→ Problem description
Using the listing that follows, return every line with the word "sunglasses".

→ Available data
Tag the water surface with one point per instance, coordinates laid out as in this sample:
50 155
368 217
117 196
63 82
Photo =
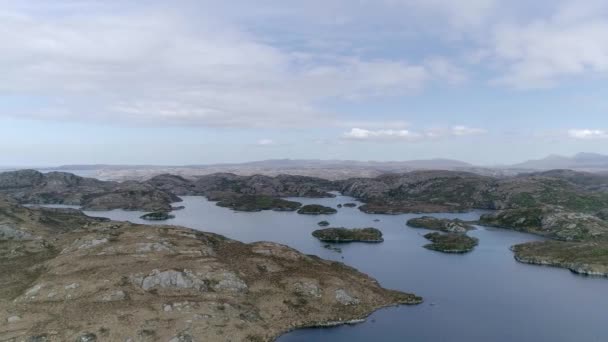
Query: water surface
481 296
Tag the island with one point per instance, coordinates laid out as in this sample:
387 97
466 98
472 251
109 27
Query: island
147 281
450 242
254 203
157 216
342 235
586 258
444 225
316 209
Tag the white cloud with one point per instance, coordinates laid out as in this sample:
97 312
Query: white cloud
383 134
465 130
587 134
265 142
361 134
570 42
157 66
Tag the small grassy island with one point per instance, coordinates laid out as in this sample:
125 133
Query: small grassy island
316 209
450 242
444 225
255 203
586 258
157 216
340 235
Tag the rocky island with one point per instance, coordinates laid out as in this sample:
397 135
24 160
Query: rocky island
258 203
86 279
450 242
157 216
341 235
316 209
585 258
444 225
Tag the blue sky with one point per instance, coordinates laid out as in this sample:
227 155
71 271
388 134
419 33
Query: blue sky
191 82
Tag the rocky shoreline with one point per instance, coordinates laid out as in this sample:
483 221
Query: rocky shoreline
345 235
96 279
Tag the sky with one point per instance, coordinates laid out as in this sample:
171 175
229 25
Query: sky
209 81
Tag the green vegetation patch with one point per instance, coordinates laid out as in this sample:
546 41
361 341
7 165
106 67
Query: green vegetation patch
451 242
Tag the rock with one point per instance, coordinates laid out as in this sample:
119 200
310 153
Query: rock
345 299
444 225
340 235
182 337
72 286
170 279
451 242
255 203
228 281
8 232
33 290
308 289
113 296
316 209
93 243
232 293
87 337
157 216
13 319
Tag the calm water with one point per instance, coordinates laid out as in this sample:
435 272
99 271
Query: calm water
481 296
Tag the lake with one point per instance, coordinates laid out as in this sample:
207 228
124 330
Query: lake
481 296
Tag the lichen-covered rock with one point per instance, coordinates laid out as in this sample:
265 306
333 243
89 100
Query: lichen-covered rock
341 235
346 299
170 279
235 291
444 225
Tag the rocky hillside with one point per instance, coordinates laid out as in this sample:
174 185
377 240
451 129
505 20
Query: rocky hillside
67 277
279 186
33 187
446 191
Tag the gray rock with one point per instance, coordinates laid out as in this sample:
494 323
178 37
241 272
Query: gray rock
13 319
87 337
114 296
182 337
229 281
309 289
171 279
8 232
346 299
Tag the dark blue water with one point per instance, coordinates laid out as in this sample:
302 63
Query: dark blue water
481 296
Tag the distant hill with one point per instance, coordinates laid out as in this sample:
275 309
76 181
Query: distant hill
580 161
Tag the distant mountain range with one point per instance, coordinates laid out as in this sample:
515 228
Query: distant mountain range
340 169
580 161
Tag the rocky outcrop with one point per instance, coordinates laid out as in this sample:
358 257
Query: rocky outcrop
33 187
444 225
157 216
451 242
316 209
257 203
82 279
586 258
552 222
341 235
450 191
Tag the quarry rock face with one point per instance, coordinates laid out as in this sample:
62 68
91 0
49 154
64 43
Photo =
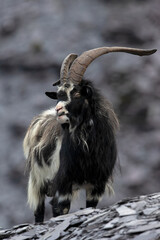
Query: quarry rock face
136 218
35 37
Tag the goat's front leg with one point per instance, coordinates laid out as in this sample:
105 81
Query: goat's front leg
61 202
39 212
94 194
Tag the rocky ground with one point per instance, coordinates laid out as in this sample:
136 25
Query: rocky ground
136 218
35 36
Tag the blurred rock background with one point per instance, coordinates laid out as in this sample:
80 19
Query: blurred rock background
35 36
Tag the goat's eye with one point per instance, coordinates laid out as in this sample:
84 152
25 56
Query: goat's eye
76 95
62 96
67 85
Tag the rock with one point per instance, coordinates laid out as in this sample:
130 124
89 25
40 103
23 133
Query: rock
91 223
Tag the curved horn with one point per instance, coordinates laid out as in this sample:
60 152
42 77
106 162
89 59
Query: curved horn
66 65
80 65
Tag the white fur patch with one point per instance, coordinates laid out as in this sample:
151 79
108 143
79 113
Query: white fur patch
51 111
40 174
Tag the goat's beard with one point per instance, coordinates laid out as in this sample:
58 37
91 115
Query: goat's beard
62 119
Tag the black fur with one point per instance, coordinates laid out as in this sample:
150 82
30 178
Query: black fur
88 154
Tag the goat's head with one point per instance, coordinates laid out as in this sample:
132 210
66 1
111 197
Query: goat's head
73 93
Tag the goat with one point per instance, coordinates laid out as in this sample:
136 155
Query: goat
73 145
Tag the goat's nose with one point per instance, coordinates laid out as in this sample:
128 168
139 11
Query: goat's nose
58 107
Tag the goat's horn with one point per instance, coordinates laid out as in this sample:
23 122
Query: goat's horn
81 63
66 65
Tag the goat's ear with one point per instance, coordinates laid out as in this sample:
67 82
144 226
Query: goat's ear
87 91
52 95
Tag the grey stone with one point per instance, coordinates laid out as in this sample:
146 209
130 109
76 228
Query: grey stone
125 211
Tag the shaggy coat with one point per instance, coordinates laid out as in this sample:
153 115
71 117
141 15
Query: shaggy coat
80 151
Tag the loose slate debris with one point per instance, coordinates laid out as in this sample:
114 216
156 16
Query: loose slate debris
137 218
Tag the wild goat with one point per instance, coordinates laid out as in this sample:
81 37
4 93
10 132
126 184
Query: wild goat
73 145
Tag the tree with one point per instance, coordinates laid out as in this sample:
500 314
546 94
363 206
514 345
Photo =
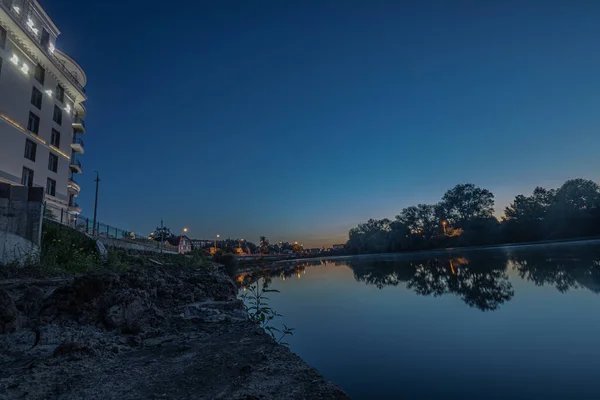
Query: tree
531 208
467 201
161 234
576 209
251 246
264 245
578 195
370 237
420 220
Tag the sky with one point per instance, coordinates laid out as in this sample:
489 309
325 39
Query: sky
297 120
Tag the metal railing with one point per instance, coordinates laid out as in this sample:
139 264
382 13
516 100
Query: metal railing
76 162
101 230
21 18
79 141
78 120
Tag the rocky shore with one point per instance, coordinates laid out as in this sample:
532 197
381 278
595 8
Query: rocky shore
148 333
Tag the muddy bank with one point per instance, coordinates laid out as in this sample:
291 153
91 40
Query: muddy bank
164 332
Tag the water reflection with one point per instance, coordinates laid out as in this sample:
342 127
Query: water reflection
577 270
479 278
481 285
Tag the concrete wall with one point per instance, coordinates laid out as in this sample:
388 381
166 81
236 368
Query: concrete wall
21 213
129 245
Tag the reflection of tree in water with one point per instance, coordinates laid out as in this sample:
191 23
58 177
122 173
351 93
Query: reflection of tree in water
479 283
577 268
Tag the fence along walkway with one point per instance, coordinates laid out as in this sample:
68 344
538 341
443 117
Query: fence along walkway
103 231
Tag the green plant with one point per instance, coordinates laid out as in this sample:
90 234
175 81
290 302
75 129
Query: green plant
65 249
259 312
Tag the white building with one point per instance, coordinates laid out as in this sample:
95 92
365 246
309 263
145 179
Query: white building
41 106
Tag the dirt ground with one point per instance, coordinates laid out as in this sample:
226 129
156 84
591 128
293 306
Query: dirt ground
174 333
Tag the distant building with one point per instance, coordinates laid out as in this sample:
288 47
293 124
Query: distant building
201 243
183 243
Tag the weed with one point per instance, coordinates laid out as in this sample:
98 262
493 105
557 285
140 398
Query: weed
259 312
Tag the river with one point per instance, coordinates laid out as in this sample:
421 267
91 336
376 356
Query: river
509 322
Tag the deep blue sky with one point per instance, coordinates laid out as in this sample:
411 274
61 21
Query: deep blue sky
297 120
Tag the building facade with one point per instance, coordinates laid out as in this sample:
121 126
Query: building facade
42 107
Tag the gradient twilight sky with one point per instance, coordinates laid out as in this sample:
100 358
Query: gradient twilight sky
299 119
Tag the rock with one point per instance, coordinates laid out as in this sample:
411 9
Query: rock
10 320
31 302
71 349
169 332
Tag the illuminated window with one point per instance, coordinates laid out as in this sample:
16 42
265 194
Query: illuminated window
60 93
33 125
45 37
55 138
36 98
53 162
51 187
30 150
2 37
57 117
27 177
40 74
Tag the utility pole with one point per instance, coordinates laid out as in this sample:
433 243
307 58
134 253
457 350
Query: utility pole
97 180
162 234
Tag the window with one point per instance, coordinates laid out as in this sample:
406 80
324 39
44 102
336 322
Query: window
33 125
2 37
55 138
27 177
51 187
40 74
30 150
60 93
36 98
57 117
45 38
53 162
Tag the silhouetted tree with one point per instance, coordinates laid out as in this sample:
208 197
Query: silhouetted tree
467 201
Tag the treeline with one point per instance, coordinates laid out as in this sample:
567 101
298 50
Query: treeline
465 217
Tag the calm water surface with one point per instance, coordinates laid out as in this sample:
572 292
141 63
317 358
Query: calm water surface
512 322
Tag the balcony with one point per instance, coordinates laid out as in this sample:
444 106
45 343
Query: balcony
73 187
77 145
76 166
78 124
20 15
74 208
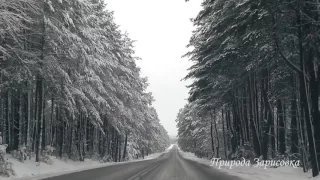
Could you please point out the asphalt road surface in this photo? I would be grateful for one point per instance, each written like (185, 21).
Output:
(169, 166)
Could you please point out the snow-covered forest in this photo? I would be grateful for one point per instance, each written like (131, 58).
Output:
(70, 86)
(255, 90)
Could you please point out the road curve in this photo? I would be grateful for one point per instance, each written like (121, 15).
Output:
(169, 166)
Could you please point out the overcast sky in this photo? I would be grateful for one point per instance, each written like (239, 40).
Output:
(162, 29)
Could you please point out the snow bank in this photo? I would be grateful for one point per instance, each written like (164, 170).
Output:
(33, 170)
(257, 173)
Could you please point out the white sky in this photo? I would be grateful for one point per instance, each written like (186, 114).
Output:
(162, 29)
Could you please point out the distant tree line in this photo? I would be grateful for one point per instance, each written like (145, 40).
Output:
(69, 82)
(255, 83)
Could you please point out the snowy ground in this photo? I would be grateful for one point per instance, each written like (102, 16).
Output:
(258, 173)
(32, 170)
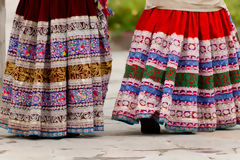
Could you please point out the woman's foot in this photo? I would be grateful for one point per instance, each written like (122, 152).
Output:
(149, 126)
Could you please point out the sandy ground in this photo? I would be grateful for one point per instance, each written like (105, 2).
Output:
(120, 141)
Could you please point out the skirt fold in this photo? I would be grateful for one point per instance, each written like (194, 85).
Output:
(182, 70)
(57, 70)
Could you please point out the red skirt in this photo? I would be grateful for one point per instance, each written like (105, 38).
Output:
(182, 70)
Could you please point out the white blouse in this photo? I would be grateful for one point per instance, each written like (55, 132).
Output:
(187, 5)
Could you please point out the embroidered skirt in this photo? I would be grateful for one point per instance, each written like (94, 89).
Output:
(182, 70)
(57, 69)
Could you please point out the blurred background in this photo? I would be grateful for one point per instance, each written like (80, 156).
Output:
(127, 13)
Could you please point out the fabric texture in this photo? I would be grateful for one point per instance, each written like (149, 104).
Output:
(187, 5)
(182, 70)
(57, 70)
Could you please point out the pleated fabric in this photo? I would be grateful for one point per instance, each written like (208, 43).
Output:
(182, 70)
(57, 70)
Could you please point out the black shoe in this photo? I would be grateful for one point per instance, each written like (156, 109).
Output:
(149, 126)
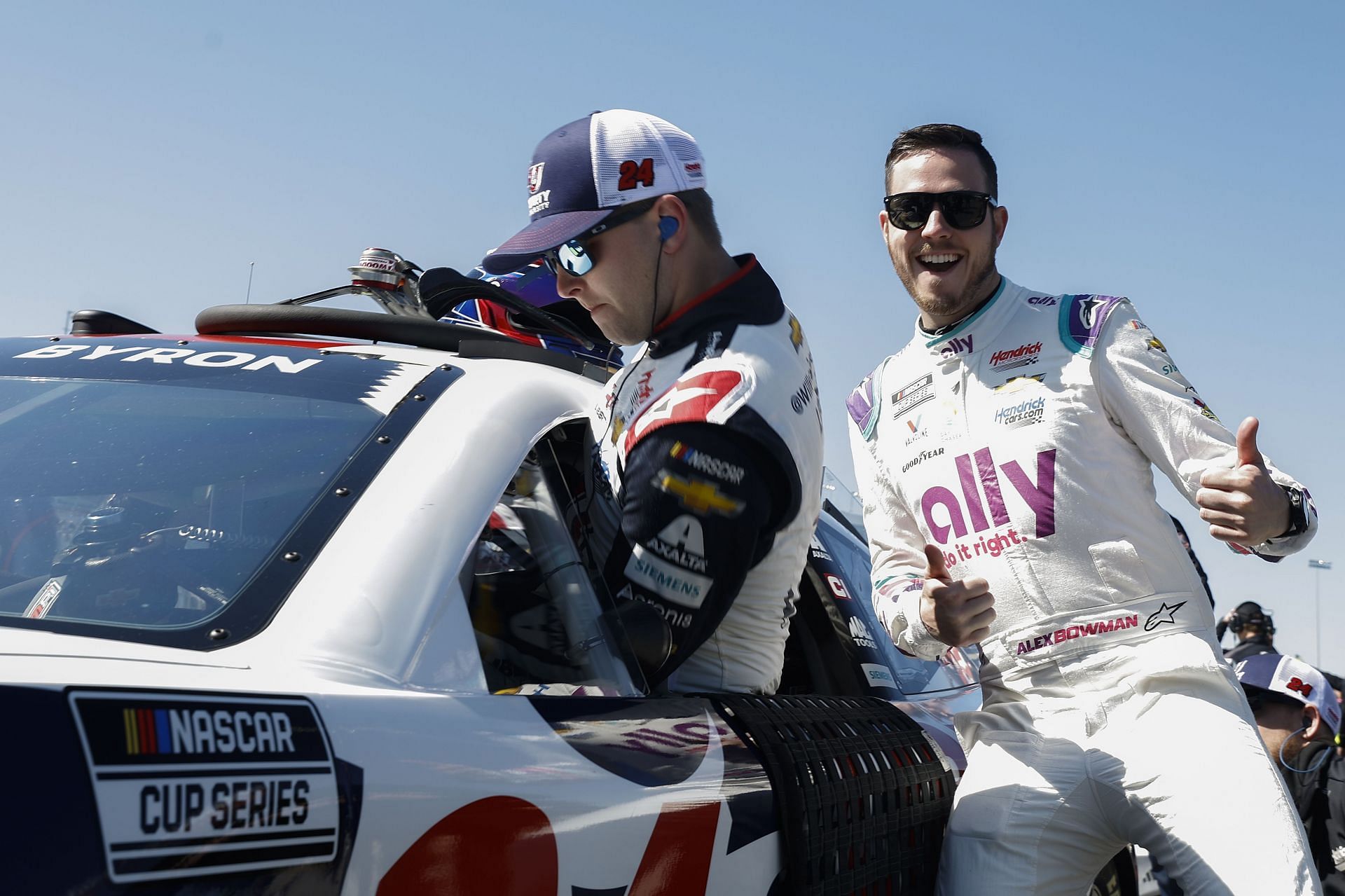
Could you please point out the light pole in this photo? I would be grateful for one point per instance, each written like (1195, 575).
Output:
(1317, 600)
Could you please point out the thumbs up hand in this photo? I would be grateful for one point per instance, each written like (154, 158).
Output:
(1243, 505)
(956, 612)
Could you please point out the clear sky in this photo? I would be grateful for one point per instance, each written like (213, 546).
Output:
(1187, 155)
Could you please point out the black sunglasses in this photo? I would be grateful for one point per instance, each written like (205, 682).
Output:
(962, 209)
(1260, 697)
(574, 257)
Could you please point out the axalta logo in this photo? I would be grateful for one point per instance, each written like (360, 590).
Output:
(202, 731)
(188, 357)
(1071, 633)
(1026, 354)
(956, 346)
(1039, 495)
(860, 634)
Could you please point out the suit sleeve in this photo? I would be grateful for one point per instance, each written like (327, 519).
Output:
(1145, 394)
(896, 544)
(701, 507)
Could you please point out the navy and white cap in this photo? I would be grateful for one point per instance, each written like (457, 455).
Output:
(1293, 678)
(586, 170)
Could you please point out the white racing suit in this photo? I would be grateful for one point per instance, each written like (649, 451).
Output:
(1021, 443)
(710, 444)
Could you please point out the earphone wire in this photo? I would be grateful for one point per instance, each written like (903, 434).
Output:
(644, 353)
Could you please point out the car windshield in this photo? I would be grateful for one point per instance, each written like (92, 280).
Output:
(956, 670)
(147, 497)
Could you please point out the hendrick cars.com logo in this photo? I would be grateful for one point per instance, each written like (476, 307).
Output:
(191, 785)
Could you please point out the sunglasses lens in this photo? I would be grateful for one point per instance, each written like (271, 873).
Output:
(962, 209)
(573, 259)
(965, 210)
(909, 213)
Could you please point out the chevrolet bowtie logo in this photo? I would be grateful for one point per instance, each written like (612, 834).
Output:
(698, 495)
(1161, 615)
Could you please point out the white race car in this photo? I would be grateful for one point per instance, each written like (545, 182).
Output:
(287, 614)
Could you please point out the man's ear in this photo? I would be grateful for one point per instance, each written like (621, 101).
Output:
(1001, 219)
(1311, 722)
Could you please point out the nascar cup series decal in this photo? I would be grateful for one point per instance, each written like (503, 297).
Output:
(190, 785)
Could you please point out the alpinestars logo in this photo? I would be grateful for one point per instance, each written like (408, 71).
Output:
(1161, 615)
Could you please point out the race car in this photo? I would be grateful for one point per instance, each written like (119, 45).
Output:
(301, 603)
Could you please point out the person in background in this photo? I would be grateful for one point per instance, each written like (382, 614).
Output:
(1299, 716)
(709, 443)
(1005, 456)
(1253, 627)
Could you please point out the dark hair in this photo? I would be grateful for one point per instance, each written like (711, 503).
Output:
(700, 207)
(943, 136)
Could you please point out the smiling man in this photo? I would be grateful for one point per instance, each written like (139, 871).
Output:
(1005, 459)
(710, 440)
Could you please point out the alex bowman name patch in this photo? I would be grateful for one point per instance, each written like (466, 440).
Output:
(190, 785)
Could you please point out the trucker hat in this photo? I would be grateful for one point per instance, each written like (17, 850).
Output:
(583, 171)
(1293, 678)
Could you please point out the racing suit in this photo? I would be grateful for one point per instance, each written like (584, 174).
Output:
(710, 444)
(1320, 798)
(1021, 444)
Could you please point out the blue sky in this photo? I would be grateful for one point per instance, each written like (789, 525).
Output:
(1184, 155)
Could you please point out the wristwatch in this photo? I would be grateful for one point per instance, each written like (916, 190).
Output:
(1297, 513)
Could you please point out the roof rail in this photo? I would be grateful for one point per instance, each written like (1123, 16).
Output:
(339, 322)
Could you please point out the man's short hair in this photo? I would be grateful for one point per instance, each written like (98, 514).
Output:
(943, 136)
(700, 207)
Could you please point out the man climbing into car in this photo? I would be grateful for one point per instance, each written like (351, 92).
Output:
(710, 440)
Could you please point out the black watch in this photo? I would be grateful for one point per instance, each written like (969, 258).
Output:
(1297, 513)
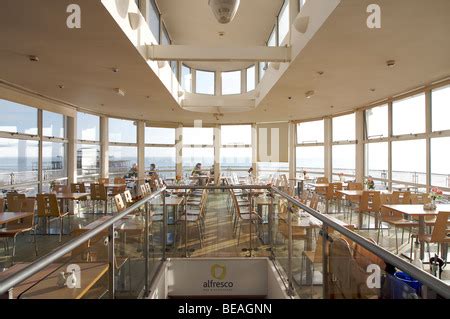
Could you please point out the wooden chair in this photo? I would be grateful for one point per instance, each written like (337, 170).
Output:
(13, 229)
(60, 189)
(99, 193)
(370, 203)
(393, 218)
(401, 197)
(48, 207)
(440, 234)
(14, 201)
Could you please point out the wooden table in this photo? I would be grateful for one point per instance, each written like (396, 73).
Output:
(13, 216)
(419, 212)
(47, 288)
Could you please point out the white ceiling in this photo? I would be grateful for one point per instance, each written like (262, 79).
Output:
(352, 57)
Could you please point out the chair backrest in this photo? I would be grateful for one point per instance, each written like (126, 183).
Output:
(120, 205)
(370, 201)
(98, 192)
(401, 197)
(322, 180)
(103, 180)
(48, 205)
(314, 203)
(441, 230)
(331, 190)
(128, 197)
(14, 201)
(420, 198)
(77, 188)
(352, 186)
(60, 189)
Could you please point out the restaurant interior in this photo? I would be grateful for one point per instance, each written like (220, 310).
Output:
(146, 145)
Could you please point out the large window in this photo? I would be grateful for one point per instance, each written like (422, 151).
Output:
(377, 122)
(310, 159)
(17, 118)
(250, 78)
(231, 82)
(121, 159)
(409, 115)
(344, 128)
(186, 78)
(283, 22)
(440, 165)
(160, 150)
(153, 17)
(88, 127)
(440, 102)
(310, 132)
(409, 161)
(121, 131)
(236, 150)
(344, 160)
(53, 124)
(204, 82)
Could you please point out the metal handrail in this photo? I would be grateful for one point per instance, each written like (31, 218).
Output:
(59, 252)
(425, 278)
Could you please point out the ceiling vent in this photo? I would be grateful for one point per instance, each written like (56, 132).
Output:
(224, 10)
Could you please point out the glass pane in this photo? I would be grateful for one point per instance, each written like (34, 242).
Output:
(310, 132)
(159, 135)
(186, 78)
(88, 127)
(235, 158)
(409, 115)
(53, 124)
(17, 118)
(194, 155)
(164, 159)
(121, 160)
(54, 161)
(231, 82)
(204, 82)
(283, 22)
(236, 134)
(251, 78)
(377, 122)
(310, 159)
(344, 159)
(344, 128)
(440, 101)
(377, 160)
(153, 19)
(122, 131)
(198, 135)
(88, 159)
(409, 161)
(18, 161)
(440, 168)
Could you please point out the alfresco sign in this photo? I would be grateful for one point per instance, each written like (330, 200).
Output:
(217, 277)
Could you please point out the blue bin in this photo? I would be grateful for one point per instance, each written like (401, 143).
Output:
(401, 292)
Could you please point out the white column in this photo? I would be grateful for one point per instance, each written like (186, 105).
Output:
(255, 149)
(141, 148)
(359, 160)
(328, 147)
(104, 150)
(179, 150)
(72, 150)
(217, 145)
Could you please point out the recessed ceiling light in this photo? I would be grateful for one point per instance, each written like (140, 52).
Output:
(390, 63)
(33, 58)
(309, 94)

→ Solution below
Could you please point out the black sunglasses in this photo? I would be grateful for one point per instance, each written like (205, 682).
Could you please point out the sunglasses lens in this photo? I would be grateful for one point per instance, each written like (271, 873).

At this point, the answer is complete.